Instructions for the task →
Nothing but an exact copy of the listing should appear in the response.

◆ ◆ ◆ ◆ ◆

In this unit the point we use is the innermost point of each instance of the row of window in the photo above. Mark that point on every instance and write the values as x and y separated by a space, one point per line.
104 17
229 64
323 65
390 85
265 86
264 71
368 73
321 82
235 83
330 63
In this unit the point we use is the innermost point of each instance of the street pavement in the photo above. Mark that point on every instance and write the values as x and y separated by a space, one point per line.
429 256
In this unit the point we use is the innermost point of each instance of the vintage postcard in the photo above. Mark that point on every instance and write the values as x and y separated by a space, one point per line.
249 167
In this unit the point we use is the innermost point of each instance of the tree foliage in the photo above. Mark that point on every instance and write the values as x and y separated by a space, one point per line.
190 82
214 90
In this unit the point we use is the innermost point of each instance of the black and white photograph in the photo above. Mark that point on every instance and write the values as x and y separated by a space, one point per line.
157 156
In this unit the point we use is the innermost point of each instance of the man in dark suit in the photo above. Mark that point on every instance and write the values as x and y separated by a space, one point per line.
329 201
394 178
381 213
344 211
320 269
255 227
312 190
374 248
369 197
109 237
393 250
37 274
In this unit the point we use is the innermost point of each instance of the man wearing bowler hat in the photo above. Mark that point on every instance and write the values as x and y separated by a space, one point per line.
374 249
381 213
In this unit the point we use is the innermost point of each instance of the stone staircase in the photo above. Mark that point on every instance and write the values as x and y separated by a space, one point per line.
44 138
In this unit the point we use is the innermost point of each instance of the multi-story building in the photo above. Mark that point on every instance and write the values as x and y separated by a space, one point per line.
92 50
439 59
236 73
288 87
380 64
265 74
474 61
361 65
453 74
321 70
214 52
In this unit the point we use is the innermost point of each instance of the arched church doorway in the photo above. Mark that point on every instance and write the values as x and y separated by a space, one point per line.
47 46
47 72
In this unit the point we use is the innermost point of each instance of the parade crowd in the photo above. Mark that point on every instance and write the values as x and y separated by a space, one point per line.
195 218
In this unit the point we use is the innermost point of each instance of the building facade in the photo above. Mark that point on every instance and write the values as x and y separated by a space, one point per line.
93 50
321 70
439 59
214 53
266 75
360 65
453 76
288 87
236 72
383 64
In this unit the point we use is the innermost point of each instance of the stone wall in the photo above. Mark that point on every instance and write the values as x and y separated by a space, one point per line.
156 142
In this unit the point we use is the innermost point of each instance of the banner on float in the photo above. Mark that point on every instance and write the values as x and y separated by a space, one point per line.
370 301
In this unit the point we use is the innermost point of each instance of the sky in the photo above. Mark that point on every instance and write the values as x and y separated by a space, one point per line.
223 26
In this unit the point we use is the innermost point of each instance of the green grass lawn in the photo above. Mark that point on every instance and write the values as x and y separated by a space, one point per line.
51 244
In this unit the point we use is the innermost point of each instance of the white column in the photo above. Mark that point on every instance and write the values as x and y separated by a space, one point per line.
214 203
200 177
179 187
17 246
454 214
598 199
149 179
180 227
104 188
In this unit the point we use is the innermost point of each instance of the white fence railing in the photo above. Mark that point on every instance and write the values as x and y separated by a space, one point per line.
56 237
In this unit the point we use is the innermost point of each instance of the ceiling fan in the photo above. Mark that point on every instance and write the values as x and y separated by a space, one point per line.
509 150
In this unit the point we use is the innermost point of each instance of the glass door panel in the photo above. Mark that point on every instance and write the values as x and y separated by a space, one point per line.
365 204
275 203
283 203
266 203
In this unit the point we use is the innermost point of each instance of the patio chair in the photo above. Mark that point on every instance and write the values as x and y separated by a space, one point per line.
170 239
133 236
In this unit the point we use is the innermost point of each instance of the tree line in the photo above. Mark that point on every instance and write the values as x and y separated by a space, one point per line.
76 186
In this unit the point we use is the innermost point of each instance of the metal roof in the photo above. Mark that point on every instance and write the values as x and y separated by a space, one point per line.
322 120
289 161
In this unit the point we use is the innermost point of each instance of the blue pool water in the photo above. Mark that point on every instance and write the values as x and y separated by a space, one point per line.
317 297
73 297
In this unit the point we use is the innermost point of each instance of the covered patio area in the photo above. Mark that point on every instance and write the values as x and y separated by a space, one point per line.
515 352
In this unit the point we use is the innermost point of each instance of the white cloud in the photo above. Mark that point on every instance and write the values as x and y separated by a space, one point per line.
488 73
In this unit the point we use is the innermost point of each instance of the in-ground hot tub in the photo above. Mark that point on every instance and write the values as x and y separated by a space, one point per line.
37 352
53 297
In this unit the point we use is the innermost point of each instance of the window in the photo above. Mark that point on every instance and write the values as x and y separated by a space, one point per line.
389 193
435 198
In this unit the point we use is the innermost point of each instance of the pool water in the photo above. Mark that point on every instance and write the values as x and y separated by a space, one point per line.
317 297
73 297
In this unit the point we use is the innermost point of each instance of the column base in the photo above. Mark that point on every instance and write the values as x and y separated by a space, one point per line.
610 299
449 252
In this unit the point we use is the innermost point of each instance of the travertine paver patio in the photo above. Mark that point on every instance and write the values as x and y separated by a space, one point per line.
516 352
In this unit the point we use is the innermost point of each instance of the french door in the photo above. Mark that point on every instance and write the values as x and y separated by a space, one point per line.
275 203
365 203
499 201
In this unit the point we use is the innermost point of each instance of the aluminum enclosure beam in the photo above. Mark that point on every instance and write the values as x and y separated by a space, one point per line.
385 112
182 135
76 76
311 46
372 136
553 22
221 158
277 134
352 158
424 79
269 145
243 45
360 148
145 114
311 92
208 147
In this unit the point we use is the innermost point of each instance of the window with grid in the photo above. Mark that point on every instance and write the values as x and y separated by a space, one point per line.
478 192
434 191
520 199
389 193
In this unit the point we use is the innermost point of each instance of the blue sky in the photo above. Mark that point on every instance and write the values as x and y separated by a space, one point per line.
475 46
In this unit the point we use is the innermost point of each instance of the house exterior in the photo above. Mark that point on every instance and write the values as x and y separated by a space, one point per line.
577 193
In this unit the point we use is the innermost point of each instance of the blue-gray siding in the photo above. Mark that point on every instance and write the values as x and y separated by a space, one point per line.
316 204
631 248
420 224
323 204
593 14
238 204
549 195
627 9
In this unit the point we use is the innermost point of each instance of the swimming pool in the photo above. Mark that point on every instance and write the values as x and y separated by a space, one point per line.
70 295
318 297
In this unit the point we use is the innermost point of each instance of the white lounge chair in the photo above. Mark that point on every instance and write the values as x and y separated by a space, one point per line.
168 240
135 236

◆ ◆ ◆ ◆ ◆

Output of the exercise →
In this unit the point we use is the innermost point of each instance of the row of window in the photo above. Mark that point on every instance and write the values as x and y separated by a space, one point per line.
104 17
229 64
323 65
390 85
265 86
264 71
368 73
321 82
235 83
330 63
In this unit the point we use is the innermost point of each instance of the street pavement in the photo above. Mark that point on every instance and write the values as x and y separated by a space, one point per line.
429 256
In this unit the point we use is the innermost point of each instance of the vintage postcard in the photo above. Mark that point on every instance and write the values as x and y separated by a space, one point per line.
249 167
In this unit the point we use is the innermost point of each instance of the tree foliage in the photo above. Mark that point on every instance and write the values as x and y separated by a space, one point per line.
190 82
214 90
In this unit the point we use is the innermost point of each instance of the black and white photograph in the photo above. Mark that point on every instance and write the values as x and y separated by a space, one point per line.
157 156
In this unit the point we use is the innermost point of each instance of the man in dark suit in the photo above. Mark that point on every instance and write the values as x and y separated by a space, one point per line.
329 201
394 178
381 213
344 211
320 269
255 227
312 190
374 248
369 197
109 237
393 250
37 274
In this unit the point we use is the innermost point of each instance of the man wearing bowler hat in the photo above. Mark that point on every instance and write the values as x and y separated by a space, one point per line.
374 249
381 213
In this unit the point we use is the innermost point of each instance of the stone staircase in the photo above. Mark that point on every instance and write the values as x and y separated by a space, one point per line.
44 138
In this unit the point we use is the innermost point of each instance of the multi-story building in the photo above. Mark that point on every instance and write the values as x and y separated by a space, one point per line.
92 50
439 59
236 73
288 87
380 64
265 74
474 61
361 65
453 74
321 70
214 52
In this unit the point we use is the innermost point of each instance of the arched church doorway in the photo above. Mark that point on every instance and write the values as x and y separated by a space, one point per line.
47 46
47 72
In this unit the point we use is the innermost point of each instance of the parade crowd in the photo above. Mark that point on every instance and write the values as x and y separated by a space, one point per line.
195 218
In this unit the point we use is the innermost point of each instance of the building facade in the photo above. Mark that point on every instance and write the values as x and y separated by a space, one point per line.
93 50
321 70
439 59
214 53
266 75
360 65
453 76
288 87
236 72
383 64
In this unit the point we use is the innermost point of each instance of the stone wall in the photo above. Mark that point on every instance and write the values as x and y separated by a space, one point per line.
156 142
In this unit the point we use is the innermost point of each instance of the banner on float in the photo above. Mark that point on every instance and write the values as x and y separated by a space, one point per line.
370 301
In this unit the point we use is the innermost point of each instance of the sky in the photo above. Mark that point on every instance and write the values as x and y separated by a space, one point per line.
223 26
In this unit the point we use is the innermost point of each instance of the green grass lawn in the photo above. Mark that point on every instance and write the values as x and y separated by a space, one point per line.
51 244
In this unit the point we use is the innermost point of each instance of the white column in the photo above. Mark that point on every instance and write the values as x and y separated by a space, one point per line.
214 203
200 177
179 187
17 246
454 214
598 199
149 179
180 227
104 188
In this unit the point we use is the innermost point of each instance of the white fence railing in the photo above. Mark that point on every instance and write the values as x and y separated by a space, one point per line.
56 237
In this unit the point we use is the innermost point of each instance of the ceiling fan in the photo above. Mark that point on every instance and write the values as x and y separated by a space, one point per line.
509 150
In this unit the point we use is the innermost point of each instance of the glass door panel in the photo above. Mark that point on every instance and write the values as x and y separated by a space, one point per line.
365 204
275 203
283 203
266 203
In this unit the point we use is the innermost point of each instance of the patio chair in the photo above. Mark that point on every instance and write the values as x and y separated by a space, one point per line.
170 239
133 236
In this unit the point we use is the innermost point of each instance of the tree line in the photo above. Mark that point on every instance and write the values as x and y separated by a space, one point per line.
76 186
In this unit the point we use is the innermost point of each instance of the metal roof in the photo above. Mark that point on every instance and write the values as x and y separated by a space, one point per line.
322 120
289 161
In this unit the point we use is the innermost point of each instance of the blue pool water in the photo above. Mark that point on every instance and write the values as x and y separated by a space, one point per line.
317 297
73 297
In this unit the point we use is the innermost point of each instance of the covered patio area in the photo above. Mark that point on every instance and write the values as x and y separated by a space, one point per line.
515 352
In this unit the point we use is the innermost point of each instance of the white cloud in the photo above. Mark that point on every instance and write the values as x and y separated by a space, one point per line.
488 73
In this unit the point we use is the innermost point of each instance of the in-ground hot tub in the photo above. Mark that point on every instance and write the values as x and y separated by a space, one point per line.
37 352
53 297
In this unit the point we use is the innermost point of each instance of the window in the photo above. Mark that point on every instance and write the values as x and y separated by a space, one point per line.
389 193
435 198
In this unit the point we use is the innermost point of each instance of the pool water in the photo above. Mark that point on every instance and write the values as x and y separated by a space, one point per line.
317 297
73 297
In this unit the point we use is the innermost point of each instance of the column base in the photo above. Mark that point on every instance and write the values as x and y separated by a space, one point per line.
610 299
449 252
In this unit the point we use is the innermost point of each instance of the travertine paver patio in the photo above. Mark that point on every instance and write the values as x and y separated by a space, one point per line.
516 352
In this unit the point we use is the innermost point of each instance of the french door in the photo above. Mark that point on every instance and write the values as x and y separated by a space, one point per line.
275 203
365 203
499 201
In this unit the point we use is the innermost point of each instance of the aluminum enclosure beam in the photo above. Mark that point on every instance and write the values as x and y separated by a space, one point per line.
385 112
182 135
76 76
311 46
372 136
553 22
221 158
277 134
352 158
424 79
269 145
243 45
360 148
145 114
311 92
208 147
In this unit the point we use is the innermost point of each instance of the window with grid in the photo above. Mark that point on every instance and write the values as x and y separated by a space, one point per line.
478 192
434 191
520 199
389 193
In this unit the point we use is the innermost point of each instance of the blue sky in the photo above. Mark that point on every instance and write the values as x and y separated by a space, one point per line.
475 46
In this unit the point we use is the innermost point of each instance of the house exterior in the photo above. Mark that point on every instance and write the values as x and y separated by a space, one point per line.
577 193
In this unit the point we use is the innermost point of each instance of the blue-gray siding in the photo above. Mark that point on every instance and write the values as x and y separated by a space, one point per line.
316 204
631 248
420 224
323 204
593 14
238 204
549 195
627 9
In this unit the point we use is the innermost point of each instance of the swimming pool in the photo above. Mark that point on every instance and write the values as x and y separated by a space, one point per line.
70 295
318 297
In this unit the point we use is the innermost point of each instance of the white lounge chair in the photo above. Mark that point on every instance and write the values as x and y separated by a space, one point per line.
168 240
135 236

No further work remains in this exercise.